*What you need to do*
Below are the records; copy exactly the stretch from the line containing "Indicate the dry sand" through the line containing "Indicate the pebble", both ends included, and nothing else.
=== Section Start ===
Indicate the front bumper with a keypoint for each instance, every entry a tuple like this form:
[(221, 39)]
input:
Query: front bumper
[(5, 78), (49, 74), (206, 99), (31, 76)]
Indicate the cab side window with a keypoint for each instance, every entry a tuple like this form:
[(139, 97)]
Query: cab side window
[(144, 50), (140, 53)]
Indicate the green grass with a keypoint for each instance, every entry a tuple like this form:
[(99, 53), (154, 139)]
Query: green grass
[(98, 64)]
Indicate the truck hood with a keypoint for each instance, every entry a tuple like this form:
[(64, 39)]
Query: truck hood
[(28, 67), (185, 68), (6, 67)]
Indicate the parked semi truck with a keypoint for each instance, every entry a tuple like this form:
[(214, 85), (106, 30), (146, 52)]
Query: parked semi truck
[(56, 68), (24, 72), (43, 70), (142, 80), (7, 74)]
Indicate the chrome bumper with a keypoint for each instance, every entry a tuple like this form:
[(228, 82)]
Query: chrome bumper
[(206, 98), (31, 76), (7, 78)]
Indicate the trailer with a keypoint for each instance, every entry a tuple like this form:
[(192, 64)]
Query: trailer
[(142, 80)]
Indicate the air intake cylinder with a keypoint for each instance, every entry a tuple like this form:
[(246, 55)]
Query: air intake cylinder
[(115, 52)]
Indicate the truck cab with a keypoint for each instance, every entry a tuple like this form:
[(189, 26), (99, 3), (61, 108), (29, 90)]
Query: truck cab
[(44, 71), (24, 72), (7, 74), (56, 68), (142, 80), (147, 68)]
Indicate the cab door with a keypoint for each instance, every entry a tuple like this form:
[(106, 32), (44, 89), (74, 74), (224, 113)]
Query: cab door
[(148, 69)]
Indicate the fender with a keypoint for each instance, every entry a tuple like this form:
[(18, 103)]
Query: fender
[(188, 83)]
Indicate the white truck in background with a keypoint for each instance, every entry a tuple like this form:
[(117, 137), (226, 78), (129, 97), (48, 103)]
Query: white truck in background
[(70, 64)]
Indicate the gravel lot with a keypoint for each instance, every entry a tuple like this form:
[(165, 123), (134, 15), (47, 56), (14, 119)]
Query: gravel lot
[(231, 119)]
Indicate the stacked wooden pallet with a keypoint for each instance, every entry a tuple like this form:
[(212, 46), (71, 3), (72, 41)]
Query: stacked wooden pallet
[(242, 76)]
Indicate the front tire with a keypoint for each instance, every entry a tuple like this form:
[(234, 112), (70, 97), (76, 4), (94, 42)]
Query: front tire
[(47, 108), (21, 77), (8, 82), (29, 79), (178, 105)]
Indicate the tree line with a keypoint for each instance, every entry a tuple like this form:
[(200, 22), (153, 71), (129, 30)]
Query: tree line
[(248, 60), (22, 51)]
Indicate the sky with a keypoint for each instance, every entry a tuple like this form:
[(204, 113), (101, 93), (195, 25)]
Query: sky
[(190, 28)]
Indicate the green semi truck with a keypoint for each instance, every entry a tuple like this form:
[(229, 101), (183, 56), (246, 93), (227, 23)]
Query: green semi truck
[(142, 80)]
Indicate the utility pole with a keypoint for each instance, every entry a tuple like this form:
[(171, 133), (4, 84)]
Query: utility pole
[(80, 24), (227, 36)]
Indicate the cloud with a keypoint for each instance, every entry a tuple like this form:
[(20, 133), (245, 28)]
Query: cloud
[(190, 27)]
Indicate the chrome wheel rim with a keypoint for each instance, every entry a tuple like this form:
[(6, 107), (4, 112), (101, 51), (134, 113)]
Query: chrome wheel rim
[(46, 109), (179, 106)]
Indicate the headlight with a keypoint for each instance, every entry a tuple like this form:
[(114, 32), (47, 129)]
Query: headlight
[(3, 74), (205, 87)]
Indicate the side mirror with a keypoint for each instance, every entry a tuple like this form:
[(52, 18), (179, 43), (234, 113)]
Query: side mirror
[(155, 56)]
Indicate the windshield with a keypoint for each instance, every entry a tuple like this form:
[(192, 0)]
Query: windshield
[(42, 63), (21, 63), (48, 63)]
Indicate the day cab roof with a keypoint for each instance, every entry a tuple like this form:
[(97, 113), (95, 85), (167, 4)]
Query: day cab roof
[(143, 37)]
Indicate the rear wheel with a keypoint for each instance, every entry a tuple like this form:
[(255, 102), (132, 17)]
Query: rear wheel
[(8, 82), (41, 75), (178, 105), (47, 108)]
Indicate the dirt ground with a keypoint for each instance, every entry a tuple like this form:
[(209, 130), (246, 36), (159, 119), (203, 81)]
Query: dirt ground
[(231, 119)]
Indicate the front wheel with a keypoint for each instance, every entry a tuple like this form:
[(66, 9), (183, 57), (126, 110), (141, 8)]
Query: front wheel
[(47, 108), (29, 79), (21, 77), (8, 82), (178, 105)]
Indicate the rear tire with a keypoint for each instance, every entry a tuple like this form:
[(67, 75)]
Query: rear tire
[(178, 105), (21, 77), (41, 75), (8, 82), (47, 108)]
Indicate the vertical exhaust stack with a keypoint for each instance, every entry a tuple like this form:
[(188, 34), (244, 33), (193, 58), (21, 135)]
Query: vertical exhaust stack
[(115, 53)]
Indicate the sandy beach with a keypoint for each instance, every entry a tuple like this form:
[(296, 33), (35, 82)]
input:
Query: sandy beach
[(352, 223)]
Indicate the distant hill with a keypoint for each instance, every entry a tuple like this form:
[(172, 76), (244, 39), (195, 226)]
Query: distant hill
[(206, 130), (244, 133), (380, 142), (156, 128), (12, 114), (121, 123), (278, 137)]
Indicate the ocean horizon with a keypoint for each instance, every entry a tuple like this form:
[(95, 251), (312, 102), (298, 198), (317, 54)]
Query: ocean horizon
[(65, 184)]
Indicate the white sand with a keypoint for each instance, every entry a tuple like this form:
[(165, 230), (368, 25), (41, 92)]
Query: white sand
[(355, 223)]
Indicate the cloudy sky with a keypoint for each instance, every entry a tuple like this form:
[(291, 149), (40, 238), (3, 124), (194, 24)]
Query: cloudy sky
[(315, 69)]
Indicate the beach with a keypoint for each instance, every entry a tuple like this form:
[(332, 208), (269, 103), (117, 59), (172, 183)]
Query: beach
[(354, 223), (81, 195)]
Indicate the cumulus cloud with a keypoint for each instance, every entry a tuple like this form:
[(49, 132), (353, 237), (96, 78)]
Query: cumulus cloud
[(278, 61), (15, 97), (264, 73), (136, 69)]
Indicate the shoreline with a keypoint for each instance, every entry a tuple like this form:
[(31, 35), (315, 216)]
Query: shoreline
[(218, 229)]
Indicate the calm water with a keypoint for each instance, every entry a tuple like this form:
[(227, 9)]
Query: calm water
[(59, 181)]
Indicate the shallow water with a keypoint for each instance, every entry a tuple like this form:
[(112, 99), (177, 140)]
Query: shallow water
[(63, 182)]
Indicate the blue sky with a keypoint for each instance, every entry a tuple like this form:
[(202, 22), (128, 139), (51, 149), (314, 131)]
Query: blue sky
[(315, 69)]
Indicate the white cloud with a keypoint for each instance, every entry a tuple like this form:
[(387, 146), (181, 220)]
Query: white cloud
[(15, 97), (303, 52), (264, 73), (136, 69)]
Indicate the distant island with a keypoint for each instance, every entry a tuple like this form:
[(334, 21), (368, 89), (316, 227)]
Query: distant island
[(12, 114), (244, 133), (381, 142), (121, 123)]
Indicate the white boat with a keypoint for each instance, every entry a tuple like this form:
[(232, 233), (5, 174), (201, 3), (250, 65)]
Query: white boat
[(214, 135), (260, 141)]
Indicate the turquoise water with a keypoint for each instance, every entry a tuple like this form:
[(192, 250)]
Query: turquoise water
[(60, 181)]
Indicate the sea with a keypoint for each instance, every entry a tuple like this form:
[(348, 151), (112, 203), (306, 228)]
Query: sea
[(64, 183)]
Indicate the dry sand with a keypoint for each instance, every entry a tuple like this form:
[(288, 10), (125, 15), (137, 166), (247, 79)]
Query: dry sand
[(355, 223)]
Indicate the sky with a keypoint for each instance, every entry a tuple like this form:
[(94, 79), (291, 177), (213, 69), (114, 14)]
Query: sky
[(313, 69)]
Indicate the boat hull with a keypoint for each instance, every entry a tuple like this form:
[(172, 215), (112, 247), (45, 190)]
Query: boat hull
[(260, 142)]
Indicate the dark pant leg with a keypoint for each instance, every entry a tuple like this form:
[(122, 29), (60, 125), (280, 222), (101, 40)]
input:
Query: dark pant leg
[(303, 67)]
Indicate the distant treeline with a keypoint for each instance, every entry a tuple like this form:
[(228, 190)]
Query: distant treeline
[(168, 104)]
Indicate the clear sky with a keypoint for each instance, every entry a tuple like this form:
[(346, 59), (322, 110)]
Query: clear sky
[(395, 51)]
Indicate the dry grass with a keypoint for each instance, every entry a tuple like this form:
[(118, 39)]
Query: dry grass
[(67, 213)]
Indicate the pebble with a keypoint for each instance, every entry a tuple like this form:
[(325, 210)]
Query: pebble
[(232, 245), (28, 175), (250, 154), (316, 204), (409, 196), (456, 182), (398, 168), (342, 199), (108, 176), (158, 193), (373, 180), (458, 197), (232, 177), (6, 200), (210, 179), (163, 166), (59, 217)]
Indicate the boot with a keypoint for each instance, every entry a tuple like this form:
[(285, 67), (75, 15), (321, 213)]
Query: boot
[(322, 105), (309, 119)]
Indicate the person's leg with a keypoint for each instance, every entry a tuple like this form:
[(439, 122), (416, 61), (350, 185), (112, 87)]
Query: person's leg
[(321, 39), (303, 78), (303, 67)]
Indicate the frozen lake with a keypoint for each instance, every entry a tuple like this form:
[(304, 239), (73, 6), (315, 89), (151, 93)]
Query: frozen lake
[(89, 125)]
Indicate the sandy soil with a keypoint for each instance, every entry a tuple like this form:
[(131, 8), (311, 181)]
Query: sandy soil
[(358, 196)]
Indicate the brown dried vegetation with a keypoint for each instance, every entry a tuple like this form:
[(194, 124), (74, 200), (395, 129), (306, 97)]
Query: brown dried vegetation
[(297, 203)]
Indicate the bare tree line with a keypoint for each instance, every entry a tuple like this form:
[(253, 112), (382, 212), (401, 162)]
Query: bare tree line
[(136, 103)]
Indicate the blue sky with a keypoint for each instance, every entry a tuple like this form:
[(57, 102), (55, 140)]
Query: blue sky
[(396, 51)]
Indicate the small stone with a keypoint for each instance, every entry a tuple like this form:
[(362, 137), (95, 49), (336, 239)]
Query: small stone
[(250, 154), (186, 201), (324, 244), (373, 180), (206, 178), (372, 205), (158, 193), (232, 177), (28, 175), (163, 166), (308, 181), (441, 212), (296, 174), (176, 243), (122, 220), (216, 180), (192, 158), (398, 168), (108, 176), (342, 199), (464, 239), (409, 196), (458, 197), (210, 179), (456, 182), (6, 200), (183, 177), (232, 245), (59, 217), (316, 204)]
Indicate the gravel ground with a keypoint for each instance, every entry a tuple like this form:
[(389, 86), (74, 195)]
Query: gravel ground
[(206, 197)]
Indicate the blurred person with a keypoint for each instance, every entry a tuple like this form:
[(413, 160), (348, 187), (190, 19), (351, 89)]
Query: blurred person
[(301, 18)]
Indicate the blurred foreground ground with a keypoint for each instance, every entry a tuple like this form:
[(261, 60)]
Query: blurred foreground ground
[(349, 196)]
=== Section End ===
*Response to this task*
Indicate the dry sand with a keypoint for each instance, every entry a tuple like this form:
[(288, 10), (125, 15), (137, 166), (247, 79)]
Query: dry sand
[(355, 223)]
Indicate the sky with a keypoint for each instance, every entry a tuple like this form:
[(94, 79), (291, 177), (213, 69), (114, 14)]
Query: sky
[(313, 69)]
Indicate the boat hull with a keypoint for each instance, every entry a tuple like this form:
[(172, 215), (112, 247), (45, 190)]
Query: boat hull
[(260, 142)]
Indicate the dark pant leg with a keypoint for each instance, every entry a tuple like this form:
[(122, 29), (60, 125), (280, 222), (101, 40)]
input:
Query: dark pant leg
[(303, 67)]
Indicate the distant treeline with a keypoint for each instance, every entry a tuple like this form:
[(228, 190)]
Query: distant treeline
[(168, 104)]
Indicate the clear sky with a keypoint for each instance, every entry a tuple like this form:
[(346, 59), (322, 110)]
Query: clear sky
[(395, 51)]
Indicate the dry grass with a keypoint for each instance, every entry a tuple like this form:
[(118, 39)]
Query: dry grass
[(67, 213)]
Indicate the pebble with a keypoint for each instance, every entry a tuple like this form:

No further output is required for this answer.